◆ **Task statement**:
Turn every line of the rows below into a JSON list of strings, one string per line, skipping blank lines and leaving out the pictures.

○ ○ ○ ○ ○

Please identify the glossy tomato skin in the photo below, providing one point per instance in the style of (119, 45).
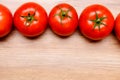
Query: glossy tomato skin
(5, 21)
(39, 17)
(87, 25)
(117, 26)
(63, 25)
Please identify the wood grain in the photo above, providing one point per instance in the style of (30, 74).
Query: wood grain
(50, 57)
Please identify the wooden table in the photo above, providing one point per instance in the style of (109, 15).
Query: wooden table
(50, 57)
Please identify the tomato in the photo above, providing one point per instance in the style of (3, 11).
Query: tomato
(30, 19)
(5, 21)
(96, 22)
(63, 19)
(117, 26)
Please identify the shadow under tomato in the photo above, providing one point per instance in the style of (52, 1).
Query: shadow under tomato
(87, 39)
(8, 35)
(59, 36)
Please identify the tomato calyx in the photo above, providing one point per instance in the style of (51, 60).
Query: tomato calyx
(29, 18)
(63, 14)
(98, 21)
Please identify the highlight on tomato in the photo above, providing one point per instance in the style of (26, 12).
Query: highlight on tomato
(63, 19)
(96, 22)
(117, 26)
(30, 19)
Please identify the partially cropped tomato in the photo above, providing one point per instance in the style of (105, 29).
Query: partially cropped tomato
(117, 26)
(5, 21)
(96, 22)
(63, 19)
(30, 19)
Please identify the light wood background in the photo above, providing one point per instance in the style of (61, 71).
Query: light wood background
(50, 57)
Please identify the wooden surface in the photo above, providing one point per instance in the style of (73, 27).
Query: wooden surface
(50, 57)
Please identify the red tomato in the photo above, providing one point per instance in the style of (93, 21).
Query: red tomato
(5, 21)
(117, 26)
(30, 19)
(63, 19)
(96, 22)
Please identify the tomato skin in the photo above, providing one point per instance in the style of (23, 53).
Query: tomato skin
(65, 26)
(5, 21)
(87, 27)
(117, 26)
(37, 26)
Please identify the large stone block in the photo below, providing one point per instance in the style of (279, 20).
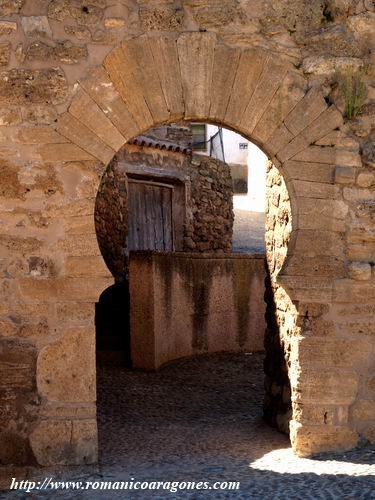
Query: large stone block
(347, 290)
(79, 134)
(17, 365)
(325, 386)
(65, 442)
(196, 56)
(66, 367)
(25, 86)
(363, 410)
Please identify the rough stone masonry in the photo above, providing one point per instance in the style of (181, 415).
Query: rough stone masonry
(81, 77)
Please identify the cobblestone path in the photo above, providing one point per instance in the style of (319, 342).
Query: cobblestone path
(200, 420)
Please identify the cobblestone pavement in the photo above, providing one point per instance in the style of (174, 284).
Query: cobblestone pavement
(200, 420)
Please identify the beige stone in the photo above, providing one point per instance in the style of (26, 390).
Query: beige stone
(291, 91)
(196, 53)
(223, 73)
(306, 171)
(114, 22)
(78, 133)
(129, 87)
(102, 91)
(344, 175)
(63, 289)
(7, 27)
(5, 49)
(306, 111)
(164, 53)
(88, 112)
(366, 179)
(347, 290)
(66, 367)
(83, 266)
(25, 86)
(249, 69)
(269, 81)
(320, 438)
(328, 65)
(36, 26)
(360, 271)
(65, 442)
(362, 410)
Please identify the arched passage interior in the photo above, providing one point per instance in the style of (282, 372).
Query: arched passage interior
(196, 77)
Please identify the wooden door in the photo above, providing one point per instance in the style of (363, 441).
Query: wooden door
(150, 216)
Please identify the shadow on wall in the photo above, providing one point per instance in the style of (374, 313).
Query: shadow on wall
(112, 326)
(277, 407)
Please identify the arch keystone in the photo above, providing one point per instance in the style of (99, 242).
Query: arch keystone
(196, 56)
(249, 69)
(165, 57)
(126, 79)
(224, 70)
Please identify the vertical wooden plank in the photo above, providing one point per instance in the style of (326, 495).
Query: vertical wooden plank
(166, 204)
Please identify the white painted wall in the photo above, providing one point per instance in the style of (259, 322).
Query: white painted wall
(256, 161)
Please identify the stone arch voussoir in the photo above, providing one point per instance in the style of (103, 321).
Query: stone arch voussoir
(194, 76)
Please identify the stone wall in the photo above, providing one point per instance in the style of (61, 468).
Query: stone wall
(187, 304)
(296, 79)
(281, 314)
(208, 223)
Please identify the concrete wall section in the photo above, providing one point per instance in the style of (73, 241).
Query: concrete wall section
(187, 304)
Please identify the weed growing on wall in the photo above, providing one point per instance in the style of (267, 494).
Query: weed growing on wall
(354, 92)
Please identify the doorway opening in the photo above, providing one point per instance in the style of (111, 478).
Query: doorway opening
(176, 223)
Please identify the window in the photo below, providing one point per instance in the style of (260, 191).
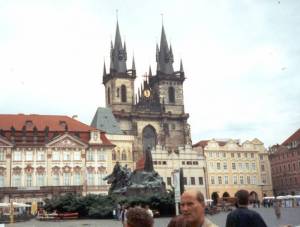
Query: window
(1, 155)
(240, 166)
(17, 180)
(248, 180)
(17, 156)
(108, 95)
(123, 93)
(67, 156)
(77, 156)
(234, 179)
(2, 181)
(184, 180)
(77, 178)
(169, 182)
(114, 155)
(124, 156)
(225, 179)
(90, 155)
(219, 180)
(101, 156)
(55, 179)
(233, 166)
(241, 180)
(28, 180)
(247, 166)
(193, 181)
(101, 175)
(200, 180)
(171, 92)
(55, 156)
(41, 156)
(67, 178)
(40, 179)
(28, 156)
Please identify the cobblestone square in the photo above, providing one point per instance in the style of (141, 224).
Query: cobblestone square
(289, 216)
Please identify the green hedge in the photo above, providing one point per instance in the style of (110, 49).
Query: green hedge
(101, 206)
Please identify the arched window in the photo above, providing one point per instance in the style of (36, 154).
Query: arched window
(108, 95)
(124, 156)
(123, 93)
(149, 137)
(114, 156)
(171, 93)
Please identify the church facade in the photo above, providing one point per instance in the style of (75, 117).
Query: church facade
(154, 117)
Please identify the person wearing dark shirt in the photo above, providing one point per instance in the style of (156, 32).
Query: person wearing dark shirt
(242, 216)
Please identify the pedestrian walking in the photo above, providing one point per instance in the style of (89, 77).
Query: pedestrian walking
(138, 217)
(242, 216)
(192, 207)
(277, 208)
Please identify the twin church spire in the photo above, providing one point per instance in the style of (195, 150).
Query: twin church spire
(118, 56)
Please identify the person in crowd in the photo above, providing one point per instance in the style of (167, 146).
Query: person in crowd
(242, 216)
(192, 208)
(138, 217)
(277, 208)
(147, 208)
(123, 215)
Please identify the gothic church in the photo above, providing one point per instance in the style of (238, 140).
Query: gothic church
(155, 116)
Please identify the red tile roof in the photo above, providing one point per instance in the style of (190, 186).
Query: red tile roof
(57, 124)
(54, 122)
(201, 143)
(294, 137)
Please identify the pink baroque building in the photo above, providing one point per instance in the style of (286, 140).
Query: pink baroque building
(45, 155)
(285, 165)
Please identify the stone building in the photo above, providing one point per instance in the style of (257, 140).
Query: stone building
(285, 165)
(232, 166)
(44, 155)
(154, 117)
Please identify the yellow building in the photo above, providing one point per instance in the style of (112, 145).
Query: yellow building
(232, 166)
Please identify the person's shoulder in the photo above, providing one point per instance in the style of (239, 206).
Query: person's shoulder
(209, 223)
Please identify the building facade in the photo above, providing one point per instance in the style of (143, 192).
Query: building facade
(232, 166)
(154, 117)
(285, 165)
(44, 155)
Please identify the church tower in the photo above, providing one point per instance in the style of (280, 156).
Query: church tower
(119, 82)
(155, 116)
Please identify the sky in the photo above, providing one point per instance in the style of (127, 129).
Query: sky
(241, 59)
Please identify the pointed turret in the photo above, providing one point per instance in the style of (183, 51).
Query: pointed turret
(133, 63)
(150, 71)
(164, 55)
(181, 66)
(104, 70)
(118, 54)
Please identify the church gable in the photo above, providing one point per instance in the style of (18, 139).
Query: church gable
(66, 140)
(5, 143)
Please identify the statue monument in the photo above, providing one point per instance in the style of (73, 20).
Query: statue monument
(138, 182)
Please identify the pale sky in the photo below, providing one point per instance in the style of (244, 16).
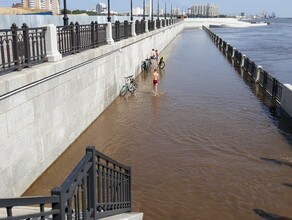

○ ○ ○ ○ ○

◆ **Finished task**:
[
  "Please identify the glossy tomato skin in the photo below, providing one point per instance in the style of (119, 45).",
  "Query: glossy tomato skin",
  "(5, 21)",
  "(39, 17)",
  "(87, 25)",
  "(117, 26)",
  "(63, 25)",
  "Please identify the wood grain in the photo above, providing one point per instance in the style of (30, 74).",
  "Query: wood grain",
  "(50, 57)",
  "Please identify the wooden table in the photo above, providing one point per instance in the style of (109, 15).",
  "Query: wooden table",
  "(50, 57)",
  "Please identify the tomato in the photo above, providing one point per instance in the style of (3, 11).",
  "Query: tomato",
  "(30, 19)",
  "(5, 21)",
  "(96, 22)",
  "(63, 19)",
  "(117, 26)",
  "Please identify the shadow under tomato in the photo above, providing one point per instance in the style of (52, 1).",
  "Query: shadow under tomato",
  "(87, 39)",
  "(8, 35)",
  "(59, 36)",
  "Please identify the tomato calyx in the photo above, providing one point per instance in the style of (51, 60).",
  "Query: tomato calyx",
  "(29, 18)",
  "(63, 14)",
  "(98, 21)",
  "Please identify the highlight on tomato in the photo above, providing one point per instance in the style of (26, 12).",
  "Query: highlight on tomato",
  "(63, 19)",
  "(96, 22)",
  "(117, 26)",
  "(30, 19)",
  "Please identify the partially cropped tomato in the photo above, providing one point per instance in the style of (105, 29).",
  "Query: partially cropped tomato",
  "(117, 26)",
  "(5, 21)",
  "(96, 22)",
  "(63, 19)",
  "(30, 19)",
  "Please identify the light wood background in the photo above, providing one point per instance in the style of (61, 71).",
  "Query: light wood background",
  "(50, 57)",
  "Please identify the wooden surface in the photo above, providing one point per instance in the style of (73, 27).",
  "Query: wooden surface",
  "(50, 57)",
  "Please identify the red tomato in the photo above, providing one point per instance in the style of (93, 21).",
  "Query: red tomato",
  "(5, 21)",
  "(117, 26)",
  "(30, 19)",
  "(63, 19)",
  "(96, 22)",
  "Please identify the tomato skin in the photo above, providing one point per instance in the style of (23, 53).",
  "Query: tomato skin",
  "(65, 26)",
  "(5, 21)",
  "(87, 27)",
  "(117, 26)",
  "(37, 26)",
  "Please identify the large stone block in the photo below, providing one point per instance in the style of (279, 20).",
  "Query: large stone block",
  "(347, 290)",
  "(79, 134)",
  "(17, 365)",
  "(325, 386)",
  "(65, 442)",
  "(196, 56)",
  "(66, 367)",
  "(25, 86)",
  "(363, 410)",
  "Please identify the rough stone masonry in the photo above, providing one point per instance in the style of (181, 415).",
  "Query: rough stone masonry",
  "(81, 77)",
  "Please identify the cobblestone path in the photo above, providing one point per instance in the style of (319, 342).",
  "Query: cobblestone path",
  "(200, 420)",
  "Please identify the cobblestone pavement in the photo above, providing one point per instance in the style of (174, 284).",
  "Query: cobblestone pavement",
  "(200, 420)",
  "Please identify the beige stone in the photo above, providing one point per instance in the style of (26, 390).",
  "Query: beige stone",
  "(291, 91)",
  "(196, 53)",
  "(223, 73)",
  "(306, 171)",
  "(114, 22)",
  "(78, 133)",
  "(129, 87)",
  "(102, 91)",
  "(344, 175)",
  "(63, 289)",
  "(7, 27)",
  "(5, 49)",
  "(306, 111)",
  "(164, 53)",
  "(88, 112)",
  "(366, 179)",
  "(347, 290)",
  "(66, 367)",
  "(83, 266)",
  "(25, 86)",
  "(249, 69)",
  "(269, 81)",
  "(320, 438)",
  "(328, 65)",
  "(36, 26)",
  "(360, 271)",
  "(65, 442)",
  "(362, 410)",
  "Please identify the arched passage interior in the photo above, providing one point per instance in the style of (282, 372).",
  "Query: arched passage interior",
  "(196, 77)",
  "Please identify the wooden door in the photo above, providing one point per instance in the style of (363, 441).",
  "Query: wooden door",
  "(150, 216)",
  "Please identify the shadow on wall in the photo above, providing one point per instance in the style of (374, 313).",
  "Query: shadow on wall",
  "(112, 326)",
  "(277, 407)",
  "Please identify the arch keystone in the photo above, providing one point per instance in the style of (99, 242).",
  "Query: arch keystone",
  "(196, 56)",
  "(249, 69)",
  "(165, 57)",
  "(126, 79)",
  "(224, 70)",
  "Please identify the vertical wooden plank in the photo above, providing one point per instance in the style of (326, 495).",
  "Query: vertical wooden plank",
  "(166, 204)",
  "Please identify the white painted wall in the photo above, providing one point per instance in the style of (259, 322).",
  "Query: white painted wall",
  "(256, 161)",
  "Please identify the stone arch voussoir in the photo above, providing one point per instance in the style of (103, 321).",
  "Query: stone arch voussoir",
  "(194, 76)",
  "Please identify the stone wall in the photo above, providing one point per instance in the style of (61, 468).",
  "Query: stone wall",
  "(187, 304)",
  "(296, 79)",
  "(281, 314)",
  "(208, 223)",
  "Please identify the concrete wall section in the photo above, providing one point per instance in the style of (73, 241).",
  "Query: concrete wall section",
  "(187, 304)",
  "Please identify the weed growing on wall in the photo above, providing one point per instance in the style of (267, 494).",
  "Query: weed growing on wall",
  "(354, 92)",
  "Please identify the doorway opening in the photo above, providing one point per instance in the style of (111, 478).",
  "Query: doorway opening",
  "(176, 223)",
  "Please identify the window in the photo below, providing one point per instance in the style of (260, 191).",
  "Query: window",
  "(1, 155)",
  "(240, 166)",
  "(17, 180)",
  "(248, 180)",
  "(17, 156)",
  "(108, 95)",
  "(123, 93)",
  "(67, 156)",
  "(77, 156)",
  "(234, 179)",
  "(2, 181)",
  "(184, 180)",
  "(77, 178)",
  "(169, 182)",
  "(114, 155)",
  "(124, 156)",
  "(225, 179)",
  "(90, 155)",
  "(219, 180)",
  "(101, 156)",
  "(55, 179)",
  "(233, 166)",
  "(241, 180)",
  "(28, 180)",
  "(247, 166)",
  "(193, 181)",
  "(101, 175)",
  "(200, 180)",
  "(171, 92)",
  "(55, 156)",
  "(41, 156)",
  "(67, 178)",
  "(40, 179)",
  "(28, 156)",
  "Please identify the cobblestone square in the photo above, providing one point per instance in the style of (141, 224).",
  "Query: cobblestone square",
  "(289, 216)",
  "Please identify the green hedge in the photo above, providing one point per instance in the style of (110, 49).",
  "Query: green hedge",
  "(101, 206)",
  "Please identify the arched window in the photo above, providing one point per instance in the style of (36, 154).",
  "Query: arched window",
  "(108, 95)",
  "(124, 156)",
  "(123, 93)",
  "(149, 137)",
  "(114, 156)",
  "(171, 93)",
  "Please identify the church facade in the photo above, providing one point per instance in the style of (75, 117).",
  "Query: church facade",
  "(154, 117)",
  "Please identify the person wearing dark shirt in the photo above, providing one point per instance in the style of (156, 32).",
  "Query: person wearing dark shirt",
  "(242, 216)",
  "Please identify the pedestrian walking in the photo above, providing one point per instance in the style of (89, 77).",
  "Query: pedestrian walking",
  "(138, 217)",
  "(242, 216)",
  "(192, 207)",
  "(277, 208)",
  "Please identify the twin church spire in the photo above, providing one point per instance in the style of (195, 150).",
  "Query: twin church spire",
  "(118, 56)",
  "Please identify the person in crowd in the photo above, providing one point per instance in the style of (167, 146).",
  "Query: person in crowd",
  "(242, 216)",
  "(192, 208)",
  "(138, 217)",
  "(277, 208)",
  "(147, 208)",
  "(123, 215)",
  "Please identify the gothic church in the photo above, providing one point per instance in the style of (238, 140).",
  "Query: gothic church",
  "(155, 116)",
  "Please identify the red tile roof in the photo above, providing one point per instance in the style of (190, 186).",
  "Query: red tile roof",
  "(57, 124)",
  "(54, 122)",
  "(201, 143)",
  "(294, 137)",
  "Please identify the pink baroque building in the photo above, providing one point per instance in the style of (286, 140).",
  "Query: pink baroque building",
  "(45, 155)",
  "(285, 165)",
  "Please identify the stone building in the photo above, providing one point per instance in the style of (257, 140).",
  "Query: stone building",
  "(285, 165)",
  "(232, 166)",
  "(44, 155)",
  "(154, 117)",
  "Please identify the yellow building in the photo above, providing one point per instance in the style of (112, 145).",
  "Query: yellow building",
  "(232, 166)",
  "Please identify the person's shoulder in the photo above, providing one point per instance in the style of (239, 206).",
  "Query: person's shoulder",
  "(209, 223)",
  "Please identify the building facade in the photo above, providing one point per instance in the style of (143, 192).",
  "Query: building facade",
  "(232, 166)",
  "(154, 117)",
  "(285, 165)",
  "(44, 155)",
  "Please identify the church tower in the photo above, providing one point per instance in the style of (280, 156).",
  "Query: church tower",
  "(119, 82)",
  "(155, 116)",
  "Please identify the sky in the photo above, providing one point per instance in the style of (127, 129).",
  "Query: sky",
  "(241, 59)",
  "Please identify the pointed turret in the photo above, providing one point per instance in the style of (183, 51).",
  "Query: pointed turret",
  "(133, 63)",
  "(150, 71)",
  "(164, 55)",
  "(181, 66)",
  "(104, 70)",
  "(118, 54)",
  "Please identify the church gable in the photo above, providing one point per instance in the style of (18, 139).",
  "Query: church gable",
  "(66, 140)",
  "(5, 143)",
  "Please identify the statue monument in the photo above, providing one point per instance in the style of (73, 20).",
  "Query: statue monument",
  "(138, 182)",
  "Please identify the pale sky in the photo below, providing one point per instance in the style of (244, 16)."
]